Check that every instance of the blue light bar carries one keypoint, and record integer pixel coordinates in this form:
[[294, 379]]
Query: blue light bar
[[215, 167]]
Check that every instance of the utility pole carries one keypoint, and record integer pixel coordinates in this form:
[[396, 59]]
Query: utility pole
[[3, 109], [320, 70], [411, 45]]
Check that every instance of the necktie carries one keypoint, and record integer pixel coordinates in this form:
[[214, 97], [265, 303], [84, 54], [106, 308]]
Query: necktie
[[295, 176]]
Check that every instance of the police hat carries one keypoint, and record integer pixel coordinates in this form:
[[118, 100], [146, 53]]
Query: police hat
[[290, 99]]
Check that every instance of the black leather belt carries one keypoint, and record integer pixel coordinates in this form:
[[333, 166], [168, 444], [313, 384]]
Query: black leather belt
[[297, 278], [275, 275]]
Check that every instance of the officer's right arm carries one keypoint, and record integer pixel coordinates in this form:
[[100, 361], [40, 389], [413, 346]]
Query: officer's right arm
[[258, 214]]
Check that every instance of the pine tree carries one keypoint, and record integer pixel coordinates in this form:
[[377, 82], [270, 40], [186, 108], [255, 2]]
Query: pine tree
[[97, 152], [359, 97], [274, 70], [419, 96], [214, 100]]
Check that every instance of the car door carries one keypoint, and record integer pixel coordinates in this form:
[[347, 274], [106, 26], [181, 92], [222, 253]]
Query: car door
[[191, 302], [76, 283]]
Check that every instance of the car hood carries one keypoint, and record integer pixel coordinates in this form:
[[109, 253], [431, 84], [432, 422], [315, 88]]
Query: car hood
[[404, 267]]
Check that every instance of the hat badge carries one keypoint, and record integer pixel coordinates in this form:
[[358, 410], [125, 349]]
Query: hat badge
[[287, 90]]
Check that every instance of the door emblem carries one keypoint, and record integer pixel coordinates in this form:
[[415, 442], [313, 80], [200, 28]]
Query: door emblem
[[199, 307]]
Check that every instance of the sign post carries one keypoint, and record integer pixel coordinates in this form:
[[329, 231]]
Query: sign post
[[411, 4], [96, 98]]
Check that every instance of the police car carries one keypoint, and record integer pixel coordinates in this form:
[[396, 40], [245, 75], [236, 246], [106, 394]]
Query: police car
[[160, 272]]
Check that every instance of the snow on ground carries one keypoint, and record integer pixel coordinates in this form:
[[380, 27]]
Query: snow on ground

^^^^

### The task
Exactly repeat the lines from the line that contains "Query: sign post" to the end of the entries, both included, and leave out all other lines.

### Response to this task
Query: sign post
[[411, 4], [96, 98]]
Check that every instance of the police car carries one keypoint, and record integer pixel coordinates in this form:
[[396, 40], [245, 75], [236, 246], [106, 394]]
Query: police car
[[160, 272]]
Check that every instance of the snow on ground carries one keypoint, and record integer pixel coordinates in this form:
[[380, 27]]
Query: snow on ground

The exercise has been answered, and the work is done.